**課題一覧:**
1 > 本文によると、形成されたばかりの惑星系で複雑な有機分子が形成され生き残れるかどうかが、これまでよくわかっていなかったのはなぜですか。1〜3文で説明してください。
2 > 本文のうち、「冷たく暗い星間雲がシアン化合」と「ができることを物語っている。」の間を両端も含めて、一字一句変えずに返してください。

アルマ望遠鏡による観測によって,100万歳の若い星であるMWC 480を取り巻く原始惑星系円盤に,複雑な炭素系分子であるアセトニトリル(CH3CN)が大量に含まれていることが明らかになった(ニュースリリース)。
これは,アセトニトリルと,より単純な「いとこ」にあたるシアン化水素(HCN)の両方が,新しく生まれた星を取り巻く円盤の外縁部の冷たい領域で発見されたことになる。ここは,太陽系におけるエッジワース・カイパーベルト(海王星軌道以遠にある,氷の微惑星や彗星が存在する領域)に類似していると研究者たちが考えている領域。
彗星は,太陽系の初期の化学的な組成を,惑星形成の時代からそのままに保持している。太陽系の外縁部から来た彗星や小惑星は,生命の誕生に必要な水や有機分子を若い地球にもたらした,と考えられている。
MWC 480は太陽の約2倍の質量を持ち,約455光年離れたおうし座の星形成領域に位置している。その周囲の円盤は,塵やガスからなる冷たい暗黒星雲から形成されたばかりの,きわめて若い段階にある。アルマ望遠鏡や他の望遠鏡を用いた観測では,まだその円盤の中に惑星形成の兆候を検出するには至っていない。しかし,同じような進化段階にあるおうし座HL星の円盤に惑星形成の兆候が見られたことから,より高解像度の観測を行なえば同じような構造が発見される可能性がある。
冷たく暗い星間雲がシアン化合物含む複雑な有機分子の非常に効率的な工場であることは,以前から知られていた。このシアン化合物の中でもアセトニトリルは,タンパク質の構成材料であるアミノ酸を形成するために欠かせない炭素-窒素(C-N)結合を持つことから,特に重要な化合物だといえる。
しかしながら,化学結合は衝撃波と放射により簡単に壊されてしまうため,形成されたばかりの惑星系の激しい環境の中で,こうした複雑な有機分子が一般的に形成され,生き残ることが出来るかどうかは,これまでよくわかっていなかった。
今回の観測により,これらの有機分子が激しい環境で単に生き残っているだけではなく,むしろ豊富に存在していることが明らかになった。
重要なのは,アルマ望遠鏡が検出した分子が,星間雲の中に発見されるよりもはるかに豊富に存在していたこと。研究者によると,MWC 480の周りには,地球のすべての海洋を十分に満たすことができる程のアセトニトリルが見つかった。これは,原始惑星系円盤が比較的速い時間スケールで,とても効率的に複雑な有機分子を形成することができることを物語っている。

**提供データ:**
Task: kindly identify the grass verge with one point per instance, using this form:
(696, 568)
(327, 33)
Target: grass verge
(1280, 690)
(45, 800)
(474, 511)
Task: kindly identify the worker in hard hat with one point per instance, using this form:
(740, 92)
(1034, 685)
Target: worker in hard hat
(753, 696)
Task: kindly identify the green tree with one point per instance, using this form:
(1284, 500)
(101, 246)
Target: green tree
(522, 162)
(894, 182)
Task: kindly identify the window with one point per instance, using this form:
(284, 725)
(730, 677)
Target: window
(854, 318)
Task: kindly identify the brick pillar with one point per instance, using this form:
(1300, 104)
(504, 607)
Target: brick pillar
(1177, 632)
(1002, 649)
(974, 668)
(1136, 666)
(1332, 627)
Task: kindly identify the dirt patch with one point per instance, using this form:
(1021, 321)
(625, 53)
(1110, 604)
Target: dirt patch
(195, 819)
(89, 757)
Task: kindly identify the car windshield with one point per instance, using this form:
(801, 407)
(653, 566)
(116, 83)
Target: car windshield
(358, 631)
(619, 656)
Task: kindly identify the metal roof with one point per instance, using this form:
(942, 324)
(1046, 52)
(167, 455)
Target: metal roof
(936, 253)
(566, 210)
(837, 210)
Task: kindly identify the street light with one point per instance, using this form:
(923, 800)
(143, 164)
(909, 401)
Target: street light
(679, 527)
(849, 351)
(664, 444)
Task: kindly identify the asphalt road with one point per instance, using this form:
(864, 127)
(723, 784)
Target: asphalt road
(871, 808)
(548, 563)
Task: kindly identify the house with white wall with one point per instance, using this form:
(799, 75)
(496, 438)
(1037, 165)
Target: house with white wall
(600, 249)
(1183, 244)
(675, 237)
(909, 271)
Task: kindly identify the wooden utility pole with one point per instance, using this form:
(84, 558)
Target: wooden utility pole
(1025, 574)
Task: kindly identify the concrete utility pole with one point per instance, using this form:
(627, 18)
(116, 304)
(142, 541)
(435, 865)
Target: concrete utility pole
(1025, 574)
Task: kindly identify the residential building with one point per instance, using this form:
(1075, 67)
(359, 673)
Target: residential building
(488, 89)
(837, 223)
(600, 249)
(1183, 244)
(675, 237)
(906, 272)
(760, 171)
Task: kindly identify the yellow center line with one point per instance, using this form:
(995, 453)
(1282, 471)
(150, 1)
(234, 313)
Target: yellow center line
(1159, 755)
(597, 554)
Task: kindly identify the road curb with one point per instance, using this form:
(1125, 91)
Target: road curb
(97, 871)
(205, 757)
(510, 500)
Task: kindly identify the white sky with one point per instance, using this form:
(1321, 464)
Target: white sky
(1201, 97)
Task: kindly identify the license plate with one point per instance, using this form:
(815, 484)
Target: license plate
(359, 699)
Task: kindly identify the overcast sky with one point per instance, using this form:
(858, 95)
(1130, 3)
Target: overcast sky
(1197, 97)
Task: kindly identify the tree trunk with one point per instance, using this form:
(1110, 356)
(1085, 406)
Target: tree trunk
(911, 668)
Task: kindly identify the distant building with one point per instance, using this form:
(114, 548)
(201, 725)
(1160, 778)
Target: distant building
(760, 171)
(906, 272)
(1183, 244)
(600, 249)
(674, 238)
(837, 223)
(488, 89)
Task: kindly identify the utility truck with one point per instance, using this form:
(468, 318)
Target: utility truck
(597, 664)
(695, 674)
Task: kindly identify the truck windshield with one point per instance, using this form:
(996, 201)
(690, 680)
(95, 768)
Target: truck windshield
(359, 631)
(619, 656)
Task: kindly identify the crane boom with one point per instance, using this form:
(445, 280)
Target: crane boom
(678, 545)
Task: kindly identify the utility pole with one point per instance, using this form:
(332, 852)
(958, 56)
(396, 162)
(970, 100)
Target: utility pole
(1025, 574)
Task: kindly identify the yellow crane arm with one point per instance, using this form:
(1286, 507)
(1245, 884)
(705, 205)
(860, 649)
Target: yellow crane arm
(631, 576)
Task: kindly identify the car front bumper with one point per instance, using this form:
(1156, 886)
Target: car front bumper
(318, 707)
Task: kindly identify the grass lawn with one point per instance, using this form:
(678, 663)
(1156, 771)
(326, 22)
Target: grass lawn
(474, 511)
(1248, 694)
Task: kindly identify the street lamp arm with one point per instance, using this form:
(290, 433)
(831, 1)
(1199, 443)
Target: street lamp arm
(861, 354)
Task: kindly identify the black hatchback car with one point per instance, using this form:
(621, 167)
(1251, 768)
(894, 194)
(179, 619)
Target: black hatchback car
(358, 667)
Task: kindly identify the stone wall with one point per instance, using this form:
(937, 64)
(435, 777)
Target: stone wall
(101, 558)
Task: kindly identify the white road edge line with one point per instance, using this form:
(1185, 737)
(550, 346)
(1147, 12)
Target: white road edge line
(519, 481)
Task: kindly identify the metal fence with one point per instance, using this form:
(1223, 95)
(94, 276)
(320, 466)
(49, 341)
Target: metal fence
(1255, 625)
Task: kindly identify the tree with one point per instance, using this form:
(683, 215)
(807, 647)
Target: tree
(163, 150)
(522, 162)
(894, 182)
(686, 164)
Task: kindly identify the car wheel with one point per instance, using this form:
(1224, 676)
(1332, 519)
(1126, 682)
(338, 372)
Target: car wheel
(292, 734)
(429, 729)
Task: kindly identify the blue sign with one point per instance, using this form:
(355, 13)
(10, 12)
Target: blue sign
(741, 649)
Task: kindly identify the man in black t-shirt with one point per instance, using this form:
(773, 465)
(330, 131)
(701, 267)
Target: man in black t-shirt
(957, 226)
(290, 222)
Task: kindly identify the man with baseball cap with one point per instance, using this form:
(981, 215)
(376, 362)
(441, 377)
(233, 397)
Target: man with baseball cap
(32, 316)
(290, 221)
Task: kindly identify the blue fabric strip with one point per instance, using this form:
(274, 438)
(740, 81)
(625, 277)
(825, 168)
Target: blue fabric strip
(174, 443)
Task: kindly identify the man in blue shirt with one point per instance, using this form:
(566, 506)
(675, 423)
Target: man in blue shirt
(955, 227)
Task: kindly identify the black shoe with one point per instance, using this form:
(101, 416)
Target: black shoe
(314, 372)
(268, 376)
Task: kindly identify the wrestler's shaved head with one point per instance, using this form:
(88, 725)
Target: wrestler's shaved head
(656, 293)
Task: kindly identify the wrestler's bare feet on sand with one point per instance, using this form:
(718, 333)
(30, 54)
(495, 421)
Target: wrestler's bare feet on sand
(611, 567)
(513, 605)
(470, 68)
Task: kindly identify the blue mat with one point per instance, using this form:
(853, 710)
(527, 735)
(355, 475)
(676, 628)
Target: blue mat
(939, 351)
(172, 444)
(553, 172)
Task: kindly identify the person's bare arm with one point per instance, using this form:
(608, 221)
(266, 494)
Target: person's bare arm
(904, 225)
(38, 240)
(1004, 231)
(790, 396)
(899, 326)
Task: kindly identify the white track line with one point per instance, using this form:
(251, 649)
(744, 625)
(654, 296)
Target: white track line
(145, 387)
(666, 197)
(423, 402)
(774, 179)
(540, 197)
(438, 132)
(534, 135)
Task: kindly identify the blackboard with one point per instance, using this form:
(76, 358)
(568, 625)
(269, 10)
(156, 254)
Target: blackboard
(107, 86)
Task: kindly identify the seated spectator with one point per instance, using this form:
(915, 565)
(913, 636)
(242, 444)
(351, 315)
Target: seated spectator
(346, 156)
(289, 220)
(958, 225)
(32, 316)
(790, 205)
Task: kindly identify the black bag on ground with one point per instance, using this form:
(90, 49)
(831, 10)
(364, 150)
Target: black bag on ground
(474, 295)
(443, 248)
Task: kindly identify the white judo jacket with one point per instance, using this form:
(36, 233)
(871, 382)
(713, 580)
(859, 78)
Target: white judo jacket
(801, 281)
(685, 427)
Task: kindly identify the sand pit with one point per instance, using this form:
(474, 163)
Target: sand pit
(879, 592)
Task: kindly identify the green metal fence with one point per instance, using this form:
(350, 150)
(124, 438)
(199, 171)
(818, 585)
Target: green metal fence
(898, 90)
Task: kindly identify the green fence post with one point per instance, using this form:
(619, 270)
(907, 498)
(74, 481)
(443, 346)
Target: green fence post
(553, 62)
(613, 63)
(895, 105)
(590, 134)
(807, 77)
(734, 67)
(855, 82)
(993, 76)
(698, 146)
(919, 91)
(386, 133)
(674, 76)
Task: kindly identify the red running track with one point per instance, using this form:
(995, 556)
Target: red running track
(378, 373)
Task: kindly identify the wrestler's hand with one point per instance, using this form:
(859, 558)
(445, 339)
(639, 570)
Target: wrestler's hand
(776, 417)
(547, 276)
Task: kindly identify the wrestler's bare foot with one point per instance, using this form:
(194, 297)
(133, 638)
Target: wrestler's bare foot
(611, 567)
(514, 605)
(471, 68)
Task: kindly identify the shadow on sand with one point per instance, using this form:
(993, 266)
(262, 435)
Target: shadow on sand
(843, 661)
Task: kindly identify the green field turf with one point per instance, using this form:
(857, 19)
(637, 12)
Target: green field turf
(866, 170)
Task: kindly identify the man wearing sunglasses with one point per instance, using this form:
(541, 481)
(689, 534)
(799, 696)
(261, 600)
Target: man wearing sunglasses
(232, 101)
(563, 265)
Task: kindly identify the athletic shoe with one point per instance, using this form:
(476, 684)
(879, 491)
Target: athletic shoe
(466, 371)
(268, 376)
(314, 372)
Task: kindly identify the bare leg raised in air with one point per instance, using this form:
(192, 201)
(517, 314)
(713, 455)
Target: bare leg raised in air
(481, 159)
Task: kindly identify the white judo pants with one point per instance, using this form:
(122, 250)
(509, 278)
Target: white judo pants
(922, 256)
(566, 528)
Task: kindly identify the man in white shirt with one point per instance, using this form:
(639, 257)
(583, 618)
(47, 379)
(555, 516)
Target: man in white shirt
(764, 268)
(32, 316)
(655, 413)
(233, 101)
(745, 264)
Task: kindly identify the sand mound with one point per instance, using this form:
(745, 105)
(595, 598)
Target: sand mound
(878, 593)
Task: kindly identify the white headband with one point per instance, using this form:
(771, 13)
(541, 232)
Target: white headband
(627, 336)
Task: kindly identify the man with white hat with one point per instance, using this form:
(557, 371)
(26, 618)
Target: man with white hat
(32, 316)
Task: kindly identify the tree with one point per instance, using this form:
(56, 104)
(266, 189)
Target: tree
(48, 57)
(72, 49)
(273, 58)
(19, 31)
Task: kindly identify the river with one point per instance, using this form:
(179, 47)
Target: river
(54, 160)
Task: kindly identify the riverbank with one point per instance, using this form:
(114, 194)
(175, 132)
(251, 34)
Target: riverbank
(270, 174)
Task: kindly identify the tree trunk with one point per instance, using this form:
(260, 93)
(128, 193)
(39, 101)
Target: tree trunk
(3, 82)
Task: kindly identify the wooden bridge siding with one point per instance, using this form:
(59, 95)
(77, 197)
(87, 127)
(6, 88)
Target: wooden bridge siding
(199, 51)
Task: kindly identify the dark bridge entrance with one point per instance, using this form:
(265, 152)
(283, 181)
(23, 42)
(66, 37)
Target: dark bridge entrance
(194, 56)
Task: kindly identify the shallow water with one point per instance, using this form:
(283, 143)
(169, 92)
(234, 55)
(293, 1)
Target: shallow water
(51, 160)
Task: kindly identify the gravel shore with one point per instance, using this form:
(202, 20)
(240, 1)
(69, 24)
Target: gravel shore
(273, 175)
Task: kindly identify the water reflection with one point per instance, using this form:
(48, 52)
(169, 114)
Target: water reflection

**解答一覧:**
1 > 化学結合は衝撃波と放射によって簡単に壊されてしまうからです。そのため、形成されたばかりの惑星系の激しい環境の中で、複雑な有機分子が一般的に形成され生き残れるかどうかがわかっていませんでした。

2 >
冷たく暗い星間雲がシアン化合物含む複雑な有機分子の非常に効率的な工場であることは,以前から知られていた。このシアン化合物の中でもアセトニトリルは,タンパク質の構成材料であるアミノ酸を形成するために欠かせない炭素-窒素(C-N)結合を持つことから,特に重要な化合物だといえる。
しかしながら,化学結合は衝撃波と放射により簡単に壊されてしまうため,形成されたばかりの惑星系の激しい環境の中で,こうした複雑な有機分子が一般的に形成され,生き残ることが出来るかどうかは,これまでよくわかっていなかった。
今回の観測により,これらの有機分子が激しい環境で単に生き残っているだけではなく,むしろ豊富に存在していることが明らかになった。
重要なのは,アルマ望遠鏡が検出した分子が,星間雲の中に発見されるよりもはるかに豊富に存在していたこと。研究者によると,MWC 480の周りには,地球のすべての海洋を十分に満たすことができる程のアセトニトリルが見つかった。これは,原始惑星系円盤が比較的速い時間スケールで,とても効率的に複雑な有機分子を形成することができることを物語っている。